■ RECORD LIST:
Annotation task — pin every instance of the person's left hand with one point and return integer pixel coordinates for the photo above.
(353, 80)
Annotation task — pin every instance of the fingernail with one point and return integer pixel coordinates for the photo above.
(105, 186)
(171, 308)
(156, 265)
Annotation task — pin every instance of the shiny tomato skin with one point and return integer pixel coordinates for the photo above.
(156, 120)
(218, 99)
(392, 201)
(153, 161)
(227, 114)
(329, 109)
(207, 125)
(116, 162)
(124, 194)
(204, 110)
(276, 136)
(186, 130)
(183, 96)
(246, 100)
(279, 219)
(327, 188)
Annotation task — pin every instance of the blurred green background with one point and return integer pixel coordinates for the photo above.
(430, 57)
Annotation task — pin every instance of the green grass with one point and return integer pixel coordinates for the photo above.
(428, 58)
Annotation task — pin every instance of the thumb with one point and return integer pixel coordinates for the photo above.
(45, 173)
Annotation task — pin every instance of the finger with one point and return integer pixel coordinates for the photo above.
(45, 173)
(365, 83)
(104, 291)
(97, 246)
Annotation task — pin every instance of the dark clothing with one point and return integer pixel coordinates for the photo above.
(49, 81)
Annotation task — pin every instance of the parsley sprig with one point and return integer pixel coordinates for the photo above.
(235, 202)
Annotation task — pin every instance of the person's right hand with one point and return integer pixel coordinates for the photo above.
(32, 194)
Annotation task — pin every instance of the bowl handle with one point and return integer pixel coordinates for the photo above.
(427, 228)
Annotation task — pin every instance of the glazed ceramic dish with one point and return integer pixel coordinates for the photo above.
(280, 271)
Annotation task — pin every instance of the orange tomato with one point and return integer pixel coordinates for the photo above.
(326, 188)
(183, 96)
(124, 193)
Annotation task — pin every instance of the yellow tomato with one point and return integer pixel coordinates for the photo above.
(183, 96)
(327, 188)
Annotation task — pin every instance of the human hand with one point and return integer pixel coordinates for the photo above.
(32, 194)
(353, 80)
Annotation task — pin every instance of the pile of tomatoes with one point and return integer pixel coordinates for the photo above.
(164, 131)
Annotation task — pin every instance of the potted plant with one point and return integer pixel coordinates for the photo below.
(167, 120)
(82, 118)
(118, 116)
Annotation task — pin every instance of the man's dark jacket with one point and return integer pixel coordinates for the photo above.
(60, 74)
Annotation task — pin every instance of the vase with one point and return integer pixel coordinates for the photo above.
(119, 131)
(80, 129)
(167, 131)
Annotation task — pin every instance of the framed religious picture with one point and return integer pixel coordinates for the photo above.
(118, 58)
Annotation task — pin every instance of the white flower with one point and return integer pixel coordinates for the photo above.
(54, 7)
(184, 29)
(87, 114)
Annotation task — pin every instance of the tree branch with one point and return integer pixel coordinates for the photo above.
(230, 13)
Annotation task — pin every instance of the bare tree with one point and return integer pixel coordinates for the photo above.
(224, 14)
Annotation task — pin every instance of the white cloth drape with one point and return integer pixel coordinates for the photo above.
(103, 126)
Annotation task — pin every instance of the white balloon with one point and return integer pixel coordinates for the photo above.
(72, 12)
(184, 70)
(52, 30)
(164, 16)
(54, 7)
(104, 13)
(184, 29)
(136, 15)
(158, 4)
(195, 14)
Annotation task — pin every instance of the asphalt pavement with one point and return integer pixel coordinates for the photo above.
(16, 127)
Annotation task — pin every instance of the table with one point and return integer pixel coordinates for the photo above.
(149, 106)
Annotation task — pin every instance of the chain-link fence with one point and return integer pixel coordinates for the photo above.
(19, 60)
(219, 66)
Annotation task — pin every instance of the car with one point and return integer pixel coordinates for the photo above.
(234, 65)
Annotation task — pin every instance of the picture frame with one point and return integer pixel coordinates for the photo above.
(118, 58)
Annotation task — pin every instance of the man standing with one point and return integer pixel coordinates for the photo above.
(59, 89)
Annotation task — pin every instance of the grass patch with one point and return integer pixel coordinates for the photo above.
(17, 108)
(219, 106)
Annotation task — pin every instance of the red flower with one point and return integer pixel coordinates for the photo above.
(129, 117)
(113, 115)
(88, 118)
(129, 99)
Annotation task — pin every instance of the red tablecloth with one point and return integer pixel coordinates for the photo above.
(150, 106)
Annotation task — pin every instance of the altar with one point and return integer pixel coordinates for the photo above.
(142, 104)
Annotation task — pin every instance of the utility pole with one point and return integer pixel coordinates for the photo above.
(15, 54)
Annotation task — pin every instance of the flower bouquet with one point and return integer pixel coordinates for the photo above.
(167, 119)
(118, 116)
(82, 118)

■ THE REQUEST:
Copy out the whole listing exactly; please set it all down.

■ OUTPUT:
Annotation task — pin every instance of the person's left hand with one point and return integer pixel coordinates for the photo above.
(353, 80)
Annotation task — pin every instance of the fingernail with one point and return integer pixel coordinates for the photo above.
(105, 186)
(171, 308)
(156, 265)
Annotation task — pin every instance of the shiny tomato skin with one point and return integer pixel coordinates for the photo above.
(156, 120)
(218, 99)
(392, 201)
(153, 161)
(227, 114)
(329, 109)
(207, 125)
(116, 162)
(124, 194)
(204, 110)
(276, 136)
(186, 130)
(183, 96)
(246, 100)
(279, 219)
(327, 188)
Annotation task — pin every instance of the blurred green background with one point and return integer pixel coordinates for the photo above.
(430, 57)
Annotation task — pin every instance of the green grass with one point and return integer pixel coordinates for the photo above.
(428, 58)
Annotation task — pin every instance of the thumb with one point and return integer pixel coordinates for the photo above.
(45, 173)
Annotation task — pin every instance of the finger with one point and return integer pixel coordinates for the photo above.
(45, 173)
(365, 83)
(104, 291)
(97, 246)
Annotation task — pin every instance of the dark clothing with one point and return integer pixel coordinates for the photo above.
(49, 81)
Annotation task — pin every instance of the parsley sprig with one point and return integer pixel coordinates for the photo above.
(235, 202)
Annotation task — pin every instance of the person's right hand with one point and return integer pixel coordinates for the photo above.
(32, 194)
Annotation task — pin every instance of the bowl handle with one point and return integer pixel coordinates for the photo above.
(427, 228)
Annotation task — pin every instance of the glazed ceramic dish with one point and return integer pixel coordinates for the photo above.
(280, 271)
Annotation task — pin every instance of the orange tomato with one point and return integer pixel coordinates for the photo above.
(326, 188)
(183, 96)
(124, 193)
Annotation task — pin every instance of the yellow tomato with one point and return integer pixel coordinates for the photo above.
(183, 96)
(327, 188)
Annotation task — pin every instance of the human hand with one point and return integer pixel coordinates for the photo above.
(32, 194)
(353, 80)
Annotation task — pin every instance of the pile of tomatoes with one point and return integer pixel coordinates for the photo above.
(164, 131)
Annotation task — pin every instance of the potted plant with one point and return integer pixel coordinates for the photo below.
(167, 120)
(82, 118)
(118, 116)
Annotation task — pin every instance of the man's dark jacket with one point and return integer pixel coordinates for the photo above.
(60, 74)
Annotation task — pin every instance of the vase with one point and return integer pixel coordinates for the photo above.
(119, 131)
(80, 129)
(167, 131)
Annotation task — pin every instance of the framed religious picture with one point and return integer pixel coordinates for the photo above.
(118, 58)
Annotation task — pin every instance of the white flower with one point and return integer pixel coordinates for the photo above.
(54, 7)
(184, 29)
(87, 114)
Annotation task — pin every instance of the tree branch with one point and return integer pixel coordinates for the photo above.
(230, 13)
Annotation task — pin every instance of the bare tree with one point and return integer pixel coordinates for the photo above.
(224, 14)
Annotation task — pin every instance of the white cloth drape with one point and return integer pixel coordinates for the photo above.
(103, 126)
Annotation task — pin every instance of the white balloon with one point and return integer pixel coordinates for the photo above.
(72, 12)
(184, 70)
(52, 30)
(164, 16)
(54, 7)
(104, 13)
(184, 29)
(136, 15)
(158, 4)
(195, 14)
Annotation task — pin every instance of the asphalt pavement with one point and return integer pixel coordinates for the photo above.
(16, 127)
Annotation task — pin every instance of the table with one point and return integer pixel coordinates for the photo above.
(149, 106)
Annotation task — pin every instance of the chain-link fence with one point and return integer pixel coordinates for the photo above.
(19, 60)
(219, 66)
Annotation task — pin every instance of the car with one point and return integer pixel coordinates for the photo above.
(234, 65)
Annotation task — pin every instance of the picture frame with one point and return integer pixel coordinates for the photo above.
(118, 58)
Annotation task — pin every instance of the man standing with one point and return integer pixel coordinates for the photo above.
(59, 89)
Annotation task — pin every instance of the grass patch with one point and return integer pixel coordinates for the photo above.
(17, 108)
(219, 106)
Annotation task — pin every instance of the red flower with one point and return integer pixel coordinates for the photo above.
(129, 117)
(113, 115)
(88, 118)
(129, 99)
Annotation task — pin every instance of the red tablecloth with one point and return integer pixel coordinates for the photo above.
(150, 106)
Annotation task — pin every instance of the altar with one point and return integer pixel coordinates for the photo above.
(142, 104)
Annotation task — pin every instance of the utility pole with one point and return integer pixel coordinates for the photo above.
(15, 54)
Annotation task — pin every instance of the flower bouquet with one point and return integer pixel coordinates for the photo above.
(167, 119)
(118, 116)
(82, 118)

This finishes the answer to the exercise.